[Problem details] Please render all the material below as a Markdown table with two columns, Row and Line, giving each line its own numbered row and leaving out any blank lines.

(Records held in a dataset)
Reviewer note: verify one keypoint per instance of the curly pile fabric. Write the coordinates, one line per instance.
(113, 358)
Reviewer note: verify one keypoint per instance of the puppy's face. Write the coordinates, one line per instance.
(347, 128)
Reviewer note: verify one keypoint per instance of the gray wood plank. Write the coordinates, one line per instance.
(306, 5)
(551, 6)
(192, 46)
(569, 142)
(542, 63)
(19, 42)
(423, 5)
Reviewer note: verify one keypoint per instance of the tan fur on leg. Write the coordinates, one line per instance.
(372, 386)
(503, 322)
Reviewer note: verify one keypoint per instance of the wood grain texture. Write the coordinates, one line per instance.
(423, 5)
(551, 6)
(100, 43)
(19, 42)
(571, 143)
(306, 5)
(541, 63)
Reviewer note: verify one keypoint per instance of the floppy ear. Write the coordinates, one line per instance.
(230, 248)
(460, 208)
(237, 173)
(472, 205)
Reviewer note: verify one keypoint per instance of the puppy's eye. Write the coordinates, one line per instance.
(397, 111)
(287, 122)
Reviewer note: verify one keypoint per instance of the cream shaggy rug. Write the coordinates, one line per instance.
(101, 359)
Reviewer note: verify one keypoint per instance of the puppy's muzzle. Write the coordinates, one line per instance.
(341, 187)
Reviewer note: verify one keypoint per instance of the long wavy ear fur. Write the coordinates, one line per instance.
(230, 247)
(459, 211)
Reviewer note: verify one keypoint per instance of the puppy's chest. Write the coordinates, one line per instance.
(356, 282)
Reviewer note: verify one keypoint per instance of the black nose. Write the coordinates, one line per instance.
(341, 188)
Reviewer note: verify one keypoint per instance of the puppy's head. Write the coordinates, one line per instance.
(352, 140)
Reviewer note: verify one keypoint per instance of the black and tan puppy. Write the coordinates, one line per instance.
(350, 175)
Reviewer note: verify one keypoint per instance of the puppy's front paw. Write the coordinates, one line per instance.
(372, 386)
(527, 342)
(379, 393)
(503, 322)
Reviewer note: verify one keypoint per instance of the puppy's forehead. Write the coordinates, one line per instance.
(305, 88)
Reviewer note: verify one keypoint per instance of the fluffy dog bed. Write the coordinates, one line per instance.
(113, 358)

[Correct output]
| Row | Line |
|---|---|
| 1 | Reviewer note: verify one keypoint per instance of the curly pile fabric. Write the coordinates, one line per instance. |
| 2 | (113, 358) |
| 3 | Reviewer note: verify one keypoint per instance of the puppy's face. Write the coordinates, one line per instance. |
| 4 | (347, 128) |
| 5 | Reviewer note: verify one keypoint per instance of the gray wood plank. Write the coordinates, one line per instance. |
| 6 | (306, 5) |
| 7 | (551, 6) |
| 8 | (192, 46) |
| 9 | (569, 142) |
| 10 | (542, 63) |
| 11 | (19, 42) |
| 12 | (423, 5) |
| 13 | Reviewer note: verify one keypoint per instance of the tan fur on leg. Write the coordinates, one line per instance. |
| 14 | (372, 386) |
| 15 | (503, 322) |
| 16 | Reviewer note: verify one keypoint per instance of the wood grain texture. Write the coordinates, one line per instance. |
| 17 | (423, 5) |
| 18 | (551, 6) |
| 19 | (100, 43) |
| 20 | (19, 42) |
| 21 | (571, 143) |
| 22 | (306, 5) |
| 23 | (541, 63) |
| 24 | Reviewer note: verify one keypoint per instance of the floppy ear. Write the coordinates, one line per instance. |
| 25 | (230, 248) |
| 26 | (460, 208) |
| 27 | (237, 173) |
| 28 | (472, 205) |
| 29 | Reviewer note: verify one keypoint per instance of the puppy's eye. Write the coordinates, one line per instance. |
| 30 | (397, 111) |
| 31 | (287, 122) |
| 32 | Reviewer note: verify one keypoint per instance of the cream shaggy rug. Write the coordinates, one line per instance. |
| 33 | (101, 359) |
| 34 | Reviewer note: verify one keypoint per instance of the puppy's muzzle. Write the coordinates, one line per instance. |
| 35 | (341, 187) |
| 36 | Reviewer note: verify one keypoint per instance of the long wavy ear fur. Write the coordinates, one line per instance. |
| 37 | (230, 247) |
| 38 | (459, 211) |
| 39 | Reviewer note: verify one keypoint per instance of the puppy's chest. Write the coordinates, one line per instance. |
| 40 | (356, 282) |
| 41 | Reviewer note: verify one keypoint per instance of the black nose. Write the coordinates, one line per instance. |
| 42 | (341, 188) |
| 43 | Reviewer note: verify one keypoint per instance of the puppy's head. Write the coordinates, one line per instance. |
| 44 | (352, 140) |
| 45 | Reviewer note: verify one keypoint per instance of the black and tan puppy. Write the coordinates, one line per instance. |
| 46 | (350, 175) |
| 47 | Reviewer note: verify one keypoint per instance of the puppy's front paw. Write the coordinates, one line per instance. |
| 48 | (372, 386) |
| 49 | (527, 342) |
| 50 | (379, 393) |
| 51 | (503, 322) |
| 52 | Reviewer note: verify one keypoint per instance of the puppy's forehead. Write the coordinates, one line per instance. |
| 53 | (305, 88) |
| 54 | Reviewer note: verify one keypoint per instance of the fluffy dog bed. Write the coordinates, one line per instance. |
| 55 | (113, 358) |